▶ _Extract_:
┏━━
Thank you, Lea. I'm pleased to conclude by reiterating that our very strong H1 '23 performance allows us to confirm our FY '23 guidance. We expect our revenue to grow around 20% year-on-year at constant exchange rate and perimeter, EBITDA margin around 36%, adjusted net cash out related to CapEx at around EUR 260 million. This concludes our remarks. Now let's please open the Q&A session.

Operator

operator
#6

[Operator Instructions] And our first question today comes from Aleksander Peterc of Societe Generale.

Alexander Peterc

analyst
#7

I just have 2 questions, please. The first one is related to what's going on in the smartphone markets, particularly in the RF Front-End space, you obviously have seen a number of warnings and guidance downgrades among your clients which are [indiscernible], Qualcomm. We've got revenue outlook being reduced by about 15% to 20% across the board in this space. And you also highlight a softer smartphone market and lower 5G units as well. So what I'd like to understand is, obviously, things are softer than you thought at the beginning of the year. You do maintain your guidance of 20% like-for-like, which is solid, so does that mean that you actually are managing to compensate for some of the weakness in the smartphone space by stronger auto and industry, in particular? Or is there a delayed effect due to the impact of inventory and so on and does that means that you will see this slowdown a little bit later on than your client base? I'd just like to understand what's going on here in terms of timing and the amplitude of the downgrade in the expectations. And the second question, just on SmartSIC, you did confirm to be able to announce an anchor customer before the calendar year-end or is it the fiscal year-end? And also if you could maybe tell us if you're looking at the licensing model or a direct supply or a mix of both with your clients there?
┗━━
▶ _Work to complete_:
1. List every figure in the FY '23 guidance that the earnings call transcript confirms.
2. Swap "remarks" for "comments" and write out the earnings call transcript again, everything from "Thank you, Lea." down to "of Societe Generale.".

▶ _Data provided_:
┏━━
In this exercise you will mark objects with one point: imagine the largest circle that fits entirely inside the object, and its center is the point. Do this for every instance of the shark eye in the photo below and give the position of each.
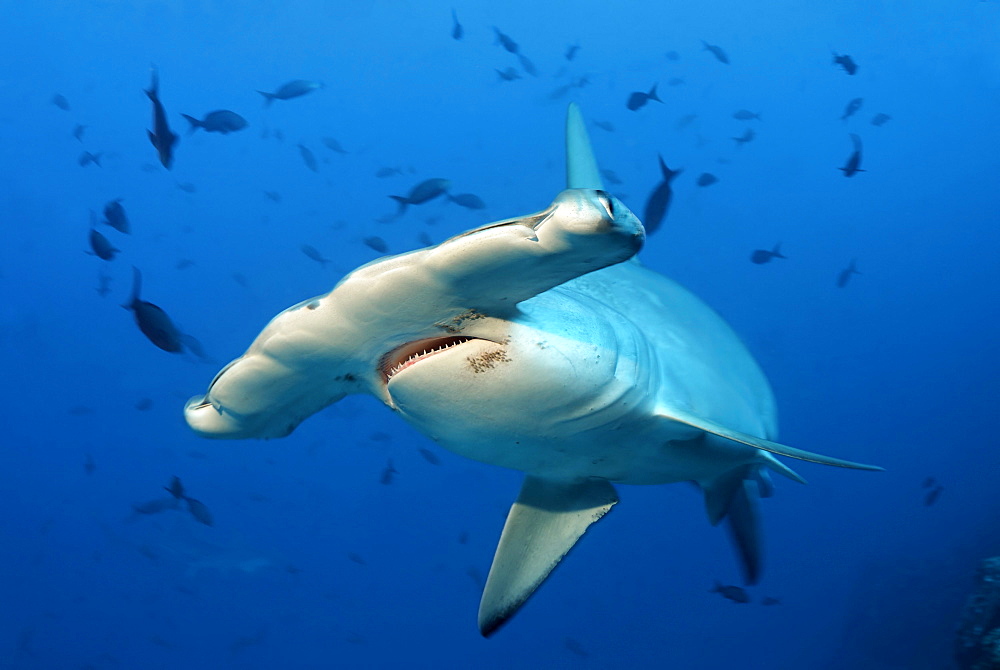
(608, 202)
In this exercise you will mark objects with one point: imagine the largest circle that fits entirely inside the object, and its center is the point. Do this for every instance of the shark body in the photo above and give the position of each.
(540, 344)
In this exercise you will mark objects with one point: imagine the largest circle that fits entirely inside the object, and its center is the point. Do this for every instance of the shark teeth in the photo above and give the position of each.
(403, 357)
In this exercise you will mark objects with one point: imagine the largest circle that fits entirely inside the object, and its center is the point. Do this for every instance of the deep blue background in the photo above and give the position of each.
(313, 563)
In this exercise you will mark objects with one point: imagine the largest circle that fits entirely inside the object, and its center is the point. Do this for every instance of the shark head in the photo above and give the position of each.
(448, 303)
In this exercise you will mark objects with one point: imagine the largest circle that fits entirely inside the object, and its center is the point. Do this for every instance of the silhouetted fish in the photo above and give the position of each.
(162, 138)
(637, 100)
(292, 89)
(761, 256)
(220, 121)
(846, 62)
(153, 321)
(659, 200)
(719, 54)
(845, 274)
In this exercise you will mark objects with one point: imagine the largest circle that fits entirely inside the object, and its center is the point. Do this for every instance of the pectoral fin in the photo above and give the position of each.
(543, 525)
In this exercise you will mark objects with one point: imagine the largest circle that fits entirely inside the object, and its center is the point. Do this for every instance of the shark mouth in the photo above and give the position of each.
(412, 353)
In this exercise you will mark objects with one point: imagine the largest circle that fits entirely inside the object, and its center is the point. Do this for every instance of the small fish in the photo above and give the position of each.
(468, 200)
(746, 115)
(505, 41)
(846, 62)
(153, 321)
(853, 164)
(387, 473)
(220, 121)
(333, 145)
(86, 158)
(659, 200)
(162, 138)
(101, 246)
(637, 100)
(746, 137)
(735, 593)
(706, 179)
(308, 157)
(845, 274)
(719, 54)
(114, 216)
(314, 254)
(423, 192)
(292, 89)
(852, 107)
(508, 74)
(376, 243)
(430, 456)
(761, 256)
(880, 119)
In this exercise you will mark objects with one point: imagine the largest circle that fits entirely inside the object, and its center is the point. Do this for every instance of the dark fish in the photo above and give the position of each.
(761, 256)
(423, 192)
(220, 121)
(508, 74)
(333, 145)
(161, 136)
(387, 473)
(153, 321)
(853, 164)
(638, 99)
(706, 179)
(611, 177)
(717, 52)
(747, 136)
(314, 254)
(292, 89)
(468, 200)
(199, 511)
(505, 41)
(659, 200)
(845, 274)
(86, 158)
(430, 456)
(376, 243)
(746, 115)
(308, 157)
(527, 65)
(114, 216)
(735, 593)
(846, 62)
(101, 246)
(852, 107)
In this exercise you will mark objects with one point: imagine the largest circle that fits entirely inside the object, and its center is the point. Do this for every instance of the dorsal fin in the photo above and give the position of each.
(581, 165)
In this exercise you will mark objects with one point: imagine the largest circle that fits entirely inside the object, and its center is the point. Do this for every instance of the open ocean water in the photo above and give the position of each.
(356, 541)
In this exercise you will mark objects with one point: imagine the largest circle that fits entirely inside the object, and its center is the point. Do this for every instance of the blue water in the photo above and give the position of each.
(311, 561)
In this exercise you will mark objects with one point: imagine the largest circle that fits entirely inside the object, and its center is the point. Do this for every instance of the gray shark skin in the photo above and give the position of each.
(539, 344)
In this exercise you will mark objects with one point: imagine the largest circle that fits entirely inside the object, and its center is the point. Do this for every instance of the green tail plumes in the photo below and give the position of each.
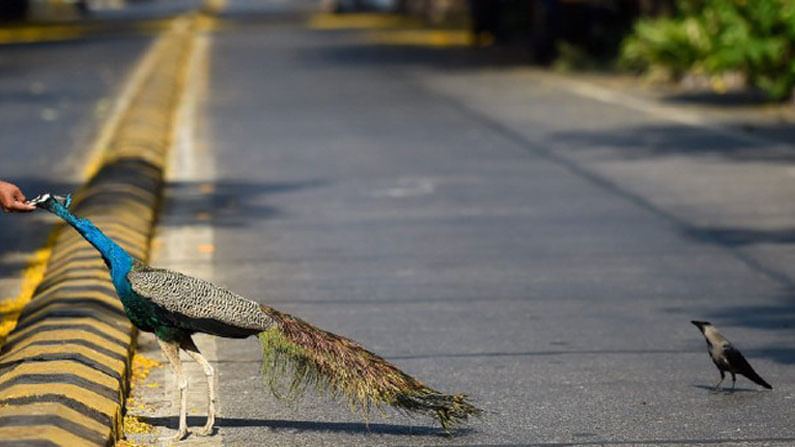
(296, 354)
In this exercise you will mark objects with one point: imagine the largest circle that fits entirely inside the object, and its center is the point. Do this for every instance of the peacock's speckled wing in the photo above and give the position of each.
(197, 305)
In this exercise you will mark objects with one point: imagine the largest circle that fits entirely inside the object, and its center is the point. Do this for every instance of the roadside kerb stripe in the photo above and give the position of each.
(64, 369)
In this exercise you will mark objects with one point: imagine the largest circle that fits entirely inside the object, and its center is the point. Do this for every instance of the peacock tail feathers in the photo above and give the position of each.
(297, 355)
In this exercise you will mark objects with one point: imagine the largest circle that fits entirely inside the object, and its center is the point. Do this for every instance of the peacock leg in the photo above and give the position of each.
(193, 351)
(171, 350)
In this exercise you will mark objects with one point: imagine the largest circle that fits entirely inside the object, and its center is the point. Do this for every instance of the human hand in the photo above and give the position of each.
(12, 199)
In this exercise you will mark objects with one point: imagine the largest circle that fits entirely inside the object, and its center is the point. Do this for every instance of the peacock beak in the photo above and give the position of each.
(64, 201)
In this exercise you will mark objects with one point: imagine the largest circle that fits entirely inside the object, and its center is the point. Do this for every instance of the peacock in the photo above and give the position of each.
(295, 354)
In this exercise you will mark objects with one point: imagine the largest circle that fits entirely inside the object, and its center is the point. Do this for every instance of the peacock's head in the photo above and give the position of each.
(49, 201)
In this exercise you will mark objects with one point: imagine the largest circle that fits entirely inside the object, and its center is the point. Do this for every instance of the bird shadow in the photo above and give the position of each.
(172, 422)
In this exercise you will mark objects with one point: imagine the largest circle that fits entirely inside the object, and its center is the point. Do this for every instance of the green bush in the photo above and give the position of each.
(753, 37)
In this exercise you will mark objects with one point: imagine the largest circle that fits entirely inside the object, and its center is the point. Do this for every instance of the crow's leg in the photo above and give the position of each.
(171, 350)
(722, 376)
(193, 351)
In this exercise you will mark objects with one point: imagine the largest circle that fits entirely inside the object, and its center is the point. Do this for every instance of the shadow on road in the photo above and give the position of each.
(227, 203)
(279, 424)
(633, 143)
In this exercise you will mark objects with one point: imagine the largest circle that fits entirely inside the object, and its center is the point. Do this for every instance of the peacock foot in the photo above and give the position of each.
(207, 430)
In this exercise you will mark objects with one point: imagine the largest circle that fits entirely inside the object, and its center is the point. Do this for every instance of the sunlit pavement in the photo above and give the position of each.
(490, 229)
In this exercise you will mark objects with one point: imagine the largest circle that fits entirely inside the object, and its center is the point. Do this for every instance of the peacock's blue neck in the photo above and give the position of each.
(116, 258)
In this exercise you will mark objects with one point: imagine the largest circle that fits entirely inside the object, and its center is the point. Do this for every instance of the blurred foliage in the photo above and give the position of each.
(712, 37)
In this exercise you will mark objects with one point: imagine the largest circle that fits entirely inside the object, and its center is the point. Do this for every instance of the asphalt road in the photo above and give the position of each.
(53, 98)
(493, 232)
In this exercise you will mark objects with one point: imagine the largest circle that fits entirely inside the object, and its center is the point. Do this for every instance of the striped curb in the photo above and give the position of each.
(64, 369)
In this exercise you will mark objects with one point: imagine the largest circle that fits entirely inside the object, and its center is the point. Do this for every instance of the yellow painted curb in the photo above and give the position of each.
(64, 373)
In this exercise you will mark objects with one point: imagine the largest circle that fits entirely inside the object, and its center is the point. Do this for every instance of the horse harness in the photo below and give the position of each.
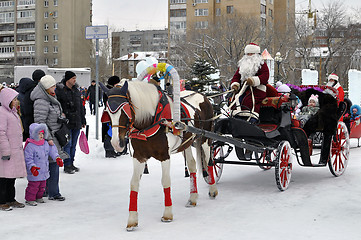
(161, 117)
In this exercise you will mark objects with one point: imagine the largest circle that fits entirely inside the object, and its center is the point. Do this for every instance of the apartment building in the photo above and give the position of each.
(129, 42)
(44, 32)
(186, 16)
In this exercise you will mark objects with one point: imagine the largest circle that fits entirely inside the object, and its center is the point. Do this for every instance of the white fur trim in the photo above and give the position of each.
(262, 87)
(333, 76)
(256, 81)
(235, 84)
(250, 48)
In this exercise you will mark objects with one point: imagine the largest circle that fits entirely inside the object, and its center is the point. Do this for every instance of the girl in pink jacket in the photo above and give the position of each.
(12, 163)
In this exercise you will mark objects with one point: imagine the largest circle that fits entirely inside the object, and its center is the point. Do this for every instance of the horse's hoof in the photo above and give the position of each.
(213, 195)
(167, 219)
(132, 227)
(191, 204)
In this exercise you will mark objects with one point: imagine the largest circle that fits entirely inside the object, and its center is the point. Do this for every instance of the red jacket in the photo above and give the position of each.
(259, 88)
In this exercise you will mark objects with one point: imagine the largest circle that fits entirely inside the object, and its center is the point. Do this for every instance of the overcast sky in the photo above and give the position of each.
(153, 14)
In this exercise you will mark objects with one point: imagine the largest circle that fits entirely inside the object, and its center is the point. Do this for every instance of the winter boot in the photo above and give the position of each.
(110, 154)
(5, 207)
(16, 204)
(69, 170)
(31, 203)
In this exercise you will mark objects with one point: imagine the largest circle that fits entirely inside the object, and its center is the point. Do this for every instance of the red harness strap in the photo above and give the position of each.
(162, 111)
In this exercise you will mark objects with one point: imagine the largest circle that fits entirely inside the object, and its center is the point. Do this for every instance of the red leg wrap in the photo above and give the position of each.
(133, 201)
(211, 176)
(167, 198)
(193, 179)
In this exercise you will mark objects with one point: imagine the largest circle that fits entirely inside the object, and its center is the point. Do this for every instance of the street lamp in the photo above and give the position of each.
(278, 60)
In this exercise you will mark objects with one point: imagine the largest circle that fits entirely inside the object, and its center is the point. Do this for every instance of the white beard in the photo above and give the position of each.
(249, 65)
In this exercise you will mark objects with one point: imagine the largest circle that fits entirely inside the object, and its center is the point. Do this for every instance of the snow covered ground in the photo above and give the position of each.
(316, 205)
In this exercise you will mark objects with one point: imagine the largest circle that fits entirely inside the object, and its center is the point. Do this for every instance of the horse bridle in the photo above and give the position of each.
(127, 108)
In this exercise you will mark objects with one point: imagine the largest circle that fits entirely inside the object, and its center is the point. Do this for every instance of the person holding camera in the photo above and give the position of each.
(69, 96)
(48, 110)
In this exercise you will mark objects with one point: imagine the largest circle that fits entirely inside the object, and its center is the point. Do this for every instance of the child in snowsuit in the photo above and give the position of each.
(355, 113)
(37, 151)
(12, 164)
(309, 110)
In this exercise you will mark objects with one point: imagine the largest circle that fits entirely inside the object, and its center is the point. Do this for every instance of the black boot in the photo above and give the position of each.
(110, 154)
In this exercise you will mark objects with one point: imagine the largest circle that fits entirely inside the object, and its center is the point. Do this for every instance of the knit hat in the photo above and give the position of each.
(333, 77)
(284, 89)
(38, 74)
(252, 48)
(47, 81)
(314, 98)
(68, 75)
(113, 80)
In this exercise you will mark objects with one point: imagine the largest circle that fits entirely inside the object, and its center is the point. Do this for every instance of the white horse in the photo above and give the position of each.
(138, 111)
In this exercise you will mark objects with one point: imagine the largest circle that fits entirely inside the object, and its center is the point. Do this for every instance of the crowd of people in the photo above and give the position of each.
(31, 113)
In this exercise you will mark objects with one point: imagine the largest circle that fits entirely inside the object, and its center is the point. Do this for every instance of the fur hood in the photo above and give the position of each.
(35, 128)
(357, 107)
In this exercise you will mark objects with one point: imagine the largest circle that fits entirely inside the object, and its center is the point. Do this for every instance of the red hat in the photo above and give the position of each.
(252, 48)
(333, 77)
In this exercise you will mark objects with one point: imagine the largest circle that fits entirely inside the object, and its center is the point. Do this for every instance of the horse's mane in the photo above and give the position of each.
(144, 97)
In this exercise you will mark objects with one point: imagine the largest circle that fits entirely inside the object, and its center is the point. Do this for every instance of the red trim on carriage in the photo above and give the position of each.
(167, 197)
(133, 201)
(193, 180)
(268, 127)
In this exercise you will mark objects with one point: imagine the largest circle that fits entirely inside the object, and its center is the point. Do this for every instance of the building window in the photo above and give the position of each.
(54, 14)
(230, 9)
(7, 17)
(25, 2)
(263, 9)
(7, 4)
(263, 23)
(201, 12)
(178, 25)
(177, 1)
(178, 13)
(218, 12)
(202, 25)
(24, 14)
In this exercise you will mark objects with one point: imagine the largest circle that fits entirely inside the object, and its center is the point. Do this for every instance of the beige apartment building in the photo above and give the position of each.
(273, 17)
(44, 32)
(186, 15)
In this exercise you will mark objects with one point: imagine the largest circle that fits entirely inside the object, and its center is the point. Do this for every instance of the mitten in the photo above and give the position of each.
(249, 81)
(5, 157)
(34, 170)
(59, 161)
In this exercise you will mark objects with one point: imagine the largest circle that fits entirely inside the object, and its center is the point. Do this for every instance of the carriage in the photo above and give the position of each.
(278, 136)
(142, 112)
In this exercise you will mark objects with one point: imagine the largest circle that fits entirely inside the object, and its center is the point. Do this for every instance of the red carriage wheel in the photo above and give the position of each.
(283, 165)
(218, 153)
(267, 157)
(339, 151)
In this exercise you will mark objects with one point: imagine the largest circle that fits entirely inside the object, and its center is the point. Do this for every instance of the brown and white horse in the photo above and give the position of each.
(131, 109)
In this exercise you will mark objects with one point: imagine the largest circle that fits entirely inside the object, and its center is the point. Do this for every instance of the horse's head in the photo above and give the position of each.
(119, 112)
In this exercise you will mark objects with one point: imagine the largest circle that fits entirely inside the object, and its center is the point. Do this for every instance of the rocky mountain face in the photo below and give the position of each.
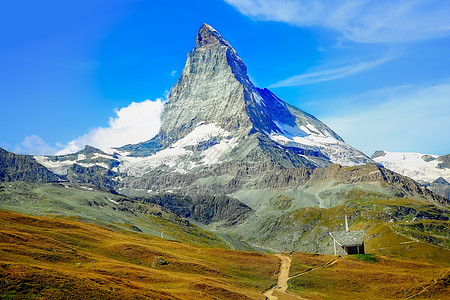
(15, 167)
(243, 162)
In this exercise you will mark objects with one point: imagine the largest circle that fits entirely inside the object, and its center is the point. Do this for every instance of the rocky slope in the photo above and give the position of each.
(14, 167)
(239, 160)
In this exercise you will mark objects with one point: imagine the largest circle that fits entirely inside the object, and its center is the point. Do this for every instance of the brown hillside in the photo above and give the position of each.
(44, 258)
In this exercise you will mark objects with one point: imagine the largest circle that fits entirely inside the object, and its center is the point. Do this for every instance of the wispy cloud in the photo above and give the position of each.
(137, 122)
(403, 118)
(371, 21)
(35, 145)
(330, 74)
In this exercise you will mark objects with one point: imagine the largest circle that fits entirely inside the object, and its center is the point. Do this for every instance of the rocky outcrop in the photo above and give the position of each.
(441, 187)
(16, 167)
(204, 209)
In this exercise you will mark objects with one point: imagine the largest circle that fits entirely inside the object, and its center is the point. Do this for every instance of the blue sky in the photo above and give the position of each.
(97, 72)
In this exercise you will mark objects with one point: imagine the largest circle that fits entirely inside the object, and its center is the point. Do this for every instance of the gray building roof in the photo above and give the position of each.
(349, 238)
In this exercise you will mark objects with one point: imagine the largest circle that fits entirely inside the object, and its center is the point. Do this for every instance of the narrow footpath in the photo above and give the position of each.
(283, 277)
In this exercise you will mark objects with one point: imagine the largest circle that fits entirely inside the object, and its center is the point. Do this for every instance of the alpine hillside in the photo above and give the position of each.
(242, 163)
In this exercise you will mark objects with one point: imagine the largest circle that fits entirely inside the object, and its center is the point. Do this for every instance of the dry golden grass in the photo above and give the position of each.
(367, 277)
(44, 258)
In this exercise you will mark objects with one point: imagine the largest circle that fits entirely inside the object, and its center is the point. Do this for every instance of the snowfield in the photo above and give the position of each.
(414, 165)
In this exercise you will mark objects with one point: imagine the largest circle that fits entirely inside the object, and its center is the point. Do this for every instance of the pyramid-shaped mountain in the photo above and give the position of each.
(246, 164)
(215, 115)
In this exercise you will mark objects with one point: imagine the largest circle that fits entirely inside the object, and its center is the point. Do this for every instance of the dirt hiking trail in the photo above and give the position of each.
(283, 277)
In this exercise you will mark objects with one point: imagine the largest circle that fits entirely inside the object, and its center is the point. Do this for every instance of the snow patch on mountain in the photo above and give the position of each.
(308, 136)
(418, 166)
(178, 156)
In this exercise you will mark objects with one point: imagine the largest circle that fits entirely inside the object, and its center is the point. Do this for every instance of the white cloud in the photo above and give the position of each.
(370, 21)
(405, 119)
(138, 122)
(35, 145)
(330, 74)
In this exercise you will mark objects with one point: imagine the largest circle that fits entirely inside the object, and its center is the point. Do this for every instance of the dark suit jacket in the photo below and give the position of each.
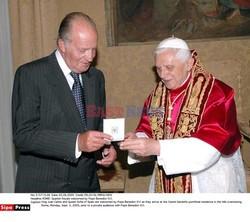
(46, 123)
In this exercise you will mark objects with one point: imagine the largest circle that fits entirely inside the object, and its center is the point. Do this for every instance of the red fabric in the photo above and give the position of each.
(244, 3)
(219, 122)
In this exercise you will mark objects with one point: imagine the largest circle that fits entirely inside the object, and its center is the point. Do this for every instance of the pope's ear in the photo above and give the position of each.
(190, 63)
(61, 45)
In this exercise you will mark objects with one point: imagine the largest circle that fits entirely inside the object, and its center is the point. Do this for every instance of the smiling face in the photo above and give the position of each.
(172, 71)
(80, 49)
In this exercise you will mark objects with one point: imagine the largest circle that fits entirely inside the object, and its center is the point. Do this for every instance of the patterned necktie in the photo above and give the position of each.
(78, 93)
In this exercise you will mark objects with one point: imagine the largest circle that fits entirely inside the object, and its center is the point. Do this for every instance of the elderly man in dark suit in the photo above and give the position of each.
(51, 128)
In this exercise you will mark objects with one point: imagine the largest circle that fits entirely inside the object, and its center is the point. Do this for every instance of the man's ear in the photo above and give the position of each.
(61, 45)
(190, 63)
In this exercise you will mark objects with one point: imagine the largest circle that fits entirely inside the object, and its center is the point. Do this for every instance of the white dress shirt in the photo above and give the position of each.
(66, 71)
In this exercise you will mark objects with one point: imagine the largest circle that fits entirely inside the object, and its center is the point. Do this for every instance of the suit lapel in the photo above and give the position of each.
(64, 94)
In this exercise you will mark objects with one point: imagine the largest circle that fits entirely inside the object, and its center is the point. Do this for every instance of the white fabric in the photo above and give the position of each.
(66, 71)
(172, 42)
(210, 171)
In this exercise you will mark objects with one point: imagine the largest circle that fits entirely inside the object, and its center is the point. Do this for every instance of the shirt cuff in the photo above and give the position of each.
(77, 152)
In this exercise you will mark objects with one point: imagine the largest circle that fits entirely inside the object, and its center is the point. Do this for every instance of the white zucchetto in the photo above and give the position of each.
(172, 42)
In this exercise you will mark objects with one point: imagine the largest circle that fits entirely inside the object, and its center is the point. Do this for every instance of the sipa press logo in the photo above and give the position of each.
(14, 207)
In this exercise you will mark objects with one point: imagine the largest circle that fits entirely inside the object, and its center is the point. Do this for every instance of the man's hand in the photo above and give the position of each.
(91, 141)
(109, 156)
(141, 146)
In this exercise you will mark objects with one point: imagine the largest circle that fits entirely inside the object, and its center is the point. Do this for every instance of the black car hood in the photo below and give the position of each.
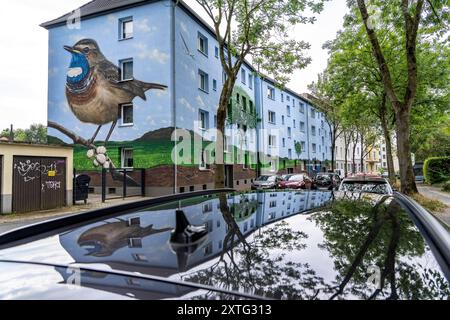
(282, 245)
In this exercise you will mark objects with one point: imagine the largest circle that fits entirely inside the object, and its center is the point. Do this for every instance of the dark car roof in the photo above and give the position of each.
(276, 244)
┗━━
▶ _Answers given_:
1.
- Revenue growth of around 20% year-on-year at constant exchange rate and perimeter
- EBITDA margin of around 36%
- Adjusted net cash out related to CapEx of around EUR 260 million

2.
Thank you, Lea. I'm pleased to conclude by reiterating that our very strong H1 '23 performance allows us to confirm our FY '23 guidance. We expect our revenue to grow around 20% year-on-year at constant exchange rate and perimeter, EBITDA margin around 36%, adjusted net cash out related to CapEx at around EUR 260 million. This concludes our comments. Now let's please open the Q&A session.

Operator

operator
#6

[Operator Instructions] And our first question today comes from Aleksander Peterc of Societe Generale.